Cambodia – Scams at the Border, The Killing Fields & a country’s desperate call for an economically secured life

Although I had the chance to visit quite a few countries within South–East Asia, the Kingdom of Cambodia was still an unfamiliar place to me that I had not explored yet and which further seemed to be promising in terms of adventure, nightlife, its cultural identity and sad truth about its traumatic past.

Since the Royal Thai Embassy in The Hague did not have the permission to provide me with an education visa including multiple entries, I decided to choose Phnom Penh, the capital of Cambodia as a place to renew my travel authorization in order to re-enter Thailand legally. My remaining holidays further allowed me to take the initiative to delve into the unknown country and its dark tourism for more than only a few days.

My belief that bus tours through developing countries, such as in South East Asia are more exciting and enriching than plane rides, encouraged me to book a one way ticket to the city of Four Faces, Phnom Penh.

This excitement proved right, however, in a very negative way. Instead of crossing the border smoothly, I got confronted with a bunch of men before entering the immigration office, who tried to convince me that the visa fee will be around THB 2000 (€ 53) instead of THB 1000 (€ 26) as documented online. The men’s intrusive behavior distracted me and the other remaining tourist enormously and complicated the confusing situation at the border. Eventually, we saw no chance in crossing it without paying the requested extra fee.  Also THB 800 was additionally wanted for the final passport stamp. Since the bus driver, who most likely knew about the scams, couldn’t speak English and further didn’t seem to be interested in either helping us or telling where he parked the bus on the other side of the border, I started to appreciate the relatively small level of corruption and scams that we have in our Western world.

### Records from a data collection:
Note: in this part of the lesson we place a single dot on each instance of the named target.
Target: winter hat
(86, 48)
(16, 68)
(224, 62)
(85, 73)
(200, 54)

### Stated exercise 1:
Quote the Cambodia travel account from "My belief that" to "Faces, Phnom Penh.", inclusive.
### Stated exercise 2:
Answer these questions from the Cambodia travel account:
(a) Which embassy could not issue an education visa with multiple entries?
(b) What visa fee did the men at the border claim?
(c) How much was additionally wanted for the final passport stamp?
The data here has no connection to the Cambodia travel account.

### Written answer 1:
My belief that bus tours through developing countries, such as in South East Asia are more exciting and enriching than plane rides, encouraged me to book a one way ticket to the city of Four Faces, Phnom Penh.

### Written answer 2:
(a) The Royal Thai Embassy in The Hague.
(b) Around THB 2000 (€ 53).
(c) THB 800.